What to work on >> Pick up the passage below on CUDA and SYCL execution models and carry it on from its final sentence.

Passage >>

* Begin *

In this chapter, we describe both CUDA and SYCL execution models, and we highlight their similarities and differences as we go. This section aims to provide an insight on how to write efficient code in terms of instruction throughput. To conclude, we include a section mapping different CUDA concepts to SYCL/OpenCL ones.
CUDA Execution Model
The CUDA execution model exposes an abstract view of the NVIDIA GPU parallel architecture. Each generation of NVIDIA GPU device features some architectural differences, but from the CUDA programming point of view, all devices preserve the same fundamental concepts. In this section we will explain the main CUDA architectural features leveraged for CUDA programming.
CUDA SM
An NVIDIA GPU is built around a set of scalable streaming multiprocessors called an SM. An SM in a GPU is responsible for concurrent execution of groups of threads. When a group of threads is allocated to one SM, they remain there until the end of their life. Each SM is composed of a set of cores, shared memory(L1 cache), registers, load/store unit, and a scheduler unit.

* End *

Extracted data >>

* Begin *

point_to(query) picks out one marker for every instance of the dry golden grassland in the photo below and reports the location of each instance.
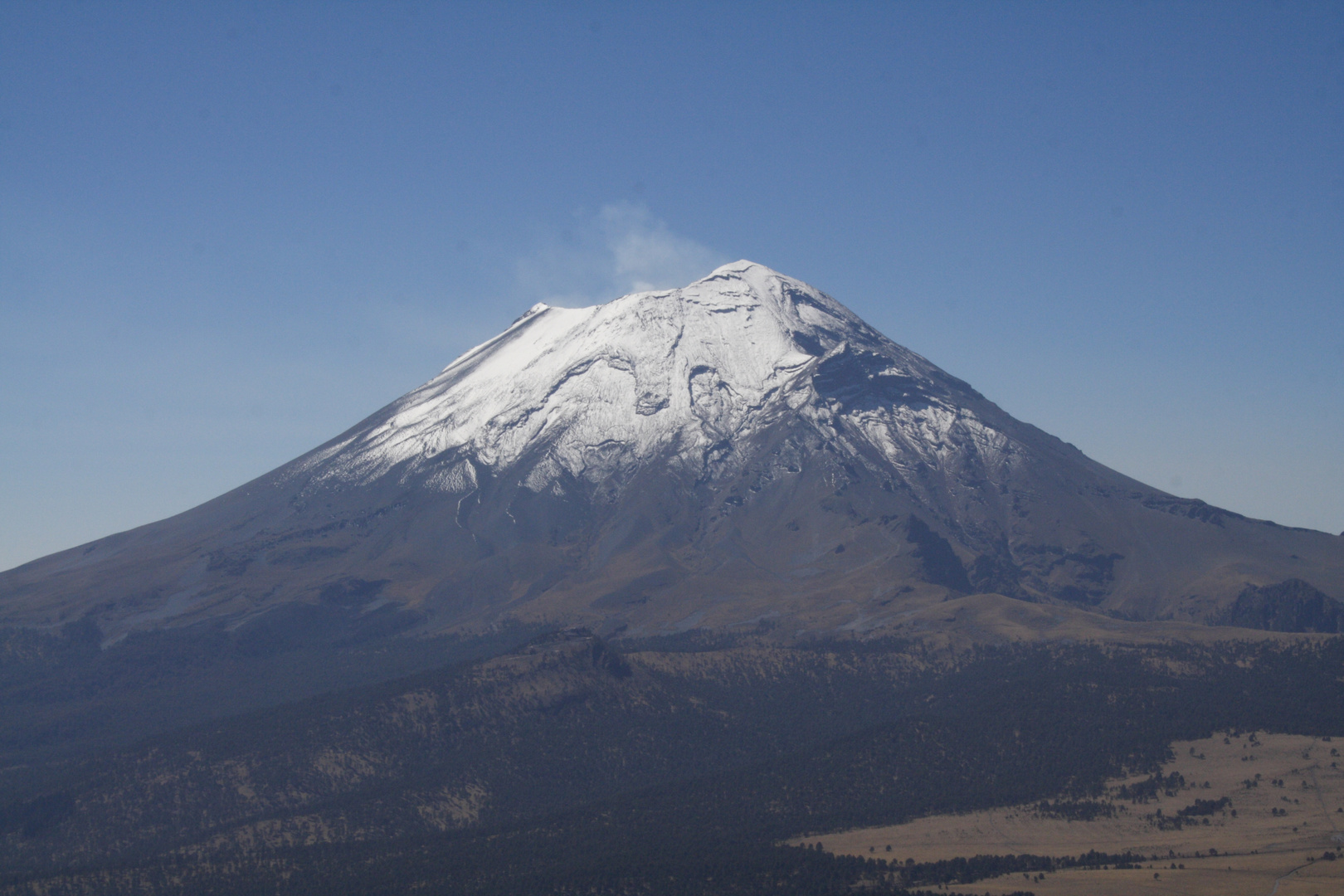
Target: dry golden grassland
(1272, 835)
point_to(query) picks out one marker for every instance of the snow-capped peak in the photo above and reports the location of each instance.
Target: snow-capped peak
(589, 388)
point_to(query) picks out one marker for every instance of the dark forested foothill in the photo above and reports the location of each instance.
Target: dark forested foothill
(572, 765)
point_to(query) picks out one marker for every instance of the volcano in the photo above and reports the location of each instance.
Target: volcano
(743, 453)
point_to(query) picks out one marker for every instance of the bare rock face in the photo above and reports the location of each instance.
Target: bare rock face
(743, 451)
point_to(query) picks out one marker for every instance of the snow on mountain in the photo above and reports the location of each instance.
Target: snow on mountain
(739, 449)
(667, 373)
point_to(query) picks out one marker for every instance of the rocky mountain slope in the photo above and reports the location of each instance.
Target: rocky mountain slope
(741, 453)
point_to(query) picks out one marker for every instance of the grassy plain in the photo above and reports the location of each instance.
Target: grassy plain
(1283, 813)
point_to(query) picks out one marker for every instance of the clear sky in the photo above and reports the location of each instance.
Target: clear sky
(229, 231)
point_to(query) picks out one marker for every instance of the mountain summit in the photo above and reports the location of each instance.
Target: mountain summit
(741, 451)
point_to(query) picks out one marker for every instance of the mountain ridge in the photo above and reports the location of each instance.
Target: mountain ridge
(741, 451)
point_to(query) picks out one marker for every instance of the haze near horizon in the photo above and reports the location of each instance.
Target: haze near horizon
(229, 232)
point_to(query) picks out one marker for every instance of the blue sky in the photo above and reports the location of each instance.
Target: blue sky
(227, 231)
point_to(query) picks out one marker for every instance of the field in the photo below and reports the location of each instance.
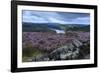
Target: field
(53, 41)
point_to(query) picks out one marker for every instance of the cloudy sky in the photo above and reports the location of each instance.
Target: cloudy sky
(55, 17)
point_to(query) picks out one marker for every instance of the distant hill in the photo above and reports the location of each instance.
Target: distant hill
(46, 27)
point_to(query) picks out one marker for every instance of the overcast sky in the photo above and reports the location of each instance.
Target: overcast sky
(55, 17)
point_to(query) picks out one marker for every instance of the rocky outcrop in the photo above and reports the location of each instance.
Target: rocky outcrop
(68, 52)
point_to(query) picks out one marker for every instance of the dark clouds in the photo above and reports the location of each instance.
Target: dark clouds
(56, 17)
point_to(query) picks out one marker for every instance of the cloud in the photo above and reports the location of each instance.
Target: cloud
(55, 17)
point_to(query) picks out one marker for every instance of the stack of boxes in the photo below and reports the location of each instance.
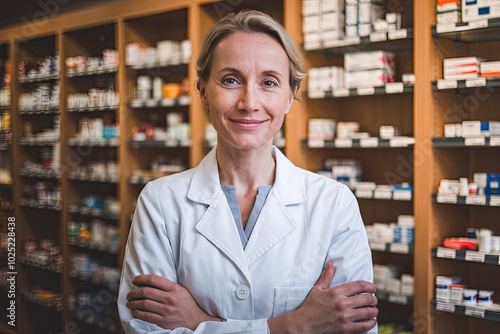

* End *

Exercise output >>
The following image represents an abstract view of the NVIDIA GPU architecture.
CUDA thread hierarchy
The CUDA thread hierarchy is composed of a grid of thread blocks.
-
Thread block : A thread block is a set of concurrently executing threads that reside on the same SM; share the resources of that SM, and cooperate among themselves using different hardware mechanisms. Each thread block has a block ID within its grid. A thread block can be one, two, or three dimensional.
-
Grid : A grid is an array of thread blocks launched by a kernel, that read inputs from global memory; write results to global memory, and synchronize dependency among nested kernel calls. A grid will be described by a user and can be one, two, or three dimensional.
The following image represents an abstract view of the CUDA thread hierarchy.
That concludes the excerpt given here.